• TASK INSTRUCTIONS: What is needed is an exact copy of the entries below, from the line that contains "[tag] scarf (a dot for each instance)" through the final line, both included, and nothing else.
(Beginning of DATA TO EXAMINE)
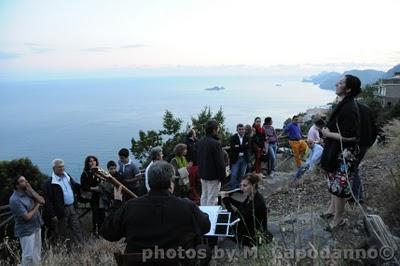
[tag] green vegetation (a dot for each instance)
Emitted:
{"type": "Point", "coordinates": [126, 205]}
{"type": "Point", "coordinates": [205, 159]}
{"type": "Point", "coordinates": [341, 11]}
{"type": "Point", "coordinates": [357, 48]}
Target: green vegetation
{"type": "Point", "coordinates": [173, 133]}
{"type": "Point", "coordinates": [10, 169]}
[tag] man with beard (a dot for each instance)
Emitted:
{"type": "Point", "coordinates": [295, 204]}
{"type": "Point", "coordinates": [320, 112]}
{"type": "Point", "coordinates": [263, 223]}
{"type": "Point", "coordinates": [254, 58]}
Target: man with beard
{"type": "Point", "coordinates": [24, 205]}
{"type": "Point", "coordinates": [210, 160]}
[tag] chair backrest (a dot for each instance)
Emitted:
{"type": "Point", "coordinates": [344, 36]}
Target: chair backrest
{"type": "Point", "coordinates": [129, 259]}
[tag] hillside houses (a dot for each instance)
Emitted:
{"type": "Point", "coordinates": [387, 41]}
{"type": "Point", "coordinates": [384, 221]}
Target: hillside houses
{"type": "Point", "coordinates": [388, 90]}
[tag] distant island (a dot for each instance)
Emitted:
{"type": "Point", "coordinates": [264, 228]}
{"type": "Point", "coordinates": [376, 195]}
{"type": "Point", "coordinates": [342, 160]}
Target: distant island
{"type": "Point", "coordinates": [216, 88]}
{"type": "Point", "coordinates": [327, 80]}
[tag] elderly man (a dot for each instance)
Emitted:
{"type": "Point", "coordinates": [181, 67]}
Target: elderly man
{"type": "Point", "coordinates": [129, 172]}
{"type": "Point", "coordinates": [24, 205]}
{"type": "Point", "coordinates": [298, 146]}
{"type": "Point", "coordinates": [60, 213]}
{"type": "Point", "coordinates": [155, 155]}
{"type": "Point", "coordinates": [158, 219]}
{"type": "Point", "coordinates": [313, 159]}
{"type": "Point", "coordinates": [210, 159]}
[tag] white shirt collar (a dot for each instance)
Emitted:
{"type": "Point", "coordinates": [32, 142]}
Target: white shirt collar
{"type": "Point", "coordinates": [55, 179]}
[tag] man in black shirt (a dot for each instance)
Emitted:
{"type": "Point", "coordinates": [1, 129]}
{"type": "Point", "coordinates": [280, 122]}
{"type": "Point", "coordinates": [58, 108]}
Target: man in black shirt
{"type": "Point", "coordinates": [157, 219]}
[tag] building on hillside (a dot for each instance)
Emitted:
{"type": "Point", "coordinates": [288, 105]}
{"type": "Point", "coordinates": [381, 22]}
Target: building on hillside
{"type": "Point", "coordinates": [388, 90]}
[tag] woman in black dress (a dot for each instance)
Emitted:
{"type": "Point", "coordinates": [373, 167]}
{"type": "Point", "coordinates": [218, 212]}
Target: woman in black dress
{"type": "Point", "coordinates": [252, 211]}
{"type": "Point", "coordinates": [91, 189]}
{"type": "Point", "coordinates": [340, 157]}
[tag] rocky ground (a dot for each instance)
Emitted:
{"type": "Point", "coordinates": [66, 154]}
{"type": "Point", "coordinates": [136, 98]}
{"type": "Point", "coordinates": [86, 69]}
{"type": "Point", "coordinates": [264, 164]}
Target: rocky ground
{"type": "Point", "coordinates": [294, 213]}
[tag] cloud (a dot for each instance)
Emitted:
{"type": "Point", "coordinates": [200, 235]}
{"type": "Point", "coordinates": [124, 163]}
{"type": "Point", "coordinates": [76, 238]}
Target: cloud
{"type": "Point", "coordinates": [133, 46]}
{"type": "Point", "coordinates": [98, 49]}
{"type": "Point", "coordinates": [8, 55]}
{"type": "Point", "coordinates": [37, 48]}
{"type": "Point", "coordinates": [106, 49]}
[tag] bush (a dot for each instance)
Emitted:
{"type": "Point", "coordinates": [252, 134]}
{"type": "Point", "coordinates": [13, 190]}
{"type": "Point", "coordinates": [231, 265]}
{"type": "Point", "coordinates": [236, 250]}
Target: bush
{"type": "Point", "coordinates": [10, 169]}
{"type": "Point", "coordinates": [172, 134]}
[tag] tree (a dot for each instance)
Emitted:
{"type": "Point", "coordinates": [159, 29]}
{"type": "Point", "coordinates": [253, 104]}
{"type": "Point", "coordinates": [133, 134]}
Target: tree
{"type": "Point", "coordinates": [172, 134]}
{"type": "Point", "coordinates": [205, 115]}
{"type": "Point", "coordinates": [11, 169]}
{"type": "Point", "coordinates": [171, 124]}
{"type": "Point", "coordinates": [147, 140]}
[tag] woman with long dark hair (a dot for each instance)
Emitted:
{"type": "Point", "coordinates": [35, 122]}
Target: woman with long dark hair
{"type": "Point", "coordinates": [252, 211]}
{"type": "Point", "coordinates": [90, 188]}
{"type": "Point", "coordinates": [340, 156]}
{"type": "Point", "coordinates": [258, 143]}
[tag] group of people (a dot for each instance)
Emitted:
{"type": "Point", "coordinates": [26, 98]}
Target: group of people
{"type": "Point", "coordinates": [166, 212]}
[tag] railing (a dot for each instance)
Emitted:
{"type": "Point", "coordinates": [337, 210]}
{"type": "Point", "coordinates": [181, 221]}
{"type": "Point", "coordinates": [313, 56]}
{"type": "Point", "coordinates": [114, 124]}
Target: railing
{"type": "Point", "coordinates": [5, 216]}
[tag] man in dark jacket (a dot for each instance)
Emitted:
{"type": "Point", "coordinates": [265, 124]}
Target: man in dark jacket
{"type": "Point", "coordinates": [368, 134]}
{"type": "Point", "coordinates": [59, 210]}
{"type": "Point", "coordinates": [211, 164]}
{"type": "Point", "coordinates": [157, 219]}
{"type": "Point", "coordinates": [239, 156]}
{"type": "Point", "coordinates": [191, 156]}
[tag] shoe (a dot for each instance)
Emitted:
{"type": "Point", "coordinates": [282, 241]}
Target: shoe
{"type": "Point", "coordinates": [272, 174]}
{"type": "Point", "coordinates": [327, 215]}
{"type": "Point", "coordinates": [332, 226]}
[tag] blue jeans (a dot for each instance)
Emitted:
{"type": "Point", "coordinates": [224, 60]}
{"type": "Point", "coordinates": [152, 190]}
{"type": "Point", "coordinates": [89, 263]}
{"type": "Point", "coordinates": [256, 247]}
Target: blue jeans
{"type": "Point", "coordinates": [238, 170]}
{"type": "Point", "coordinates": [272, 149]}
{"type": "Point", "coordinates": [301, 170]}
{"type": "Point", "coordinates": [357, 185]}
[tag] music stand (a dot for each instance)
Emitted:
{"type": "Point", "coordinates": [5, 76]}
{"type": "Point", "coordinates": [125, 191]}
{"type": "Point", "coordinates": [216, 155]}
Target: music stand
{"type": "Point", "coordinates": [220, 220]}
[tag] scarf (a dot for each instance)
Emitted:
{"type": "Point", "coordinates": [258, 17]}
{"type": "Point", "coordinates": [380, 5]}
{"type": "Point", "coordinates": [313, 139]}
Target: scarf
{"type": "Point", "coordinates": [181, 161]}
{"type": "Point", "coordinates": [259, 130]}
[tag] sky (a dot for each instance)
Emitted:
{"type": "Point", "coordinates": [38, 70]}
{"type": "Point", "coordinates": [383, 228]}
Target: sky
(End of DATA TO EXAMINE)
• ANSWER SECTION:
[tag] scarf (a dot for each instance)
Emitted:
{"type": "Point", "coordinates": [258, 17]}
{"type": "Point", "coordinates": [380, 5]}
{"type": "Point", "coordinates": [313, 139]}
Target: scarf
{"type": "Point", "coordinates": [181, 161]}
{"type": "Point", "coordinates": [259, 130]}
[tag] sky (a dot for each instance)
Emitted:
{"type": "Point", "coordinates": [38, 70]}
{"type": "Point", "coordinates": [383, 228]}
Target: sky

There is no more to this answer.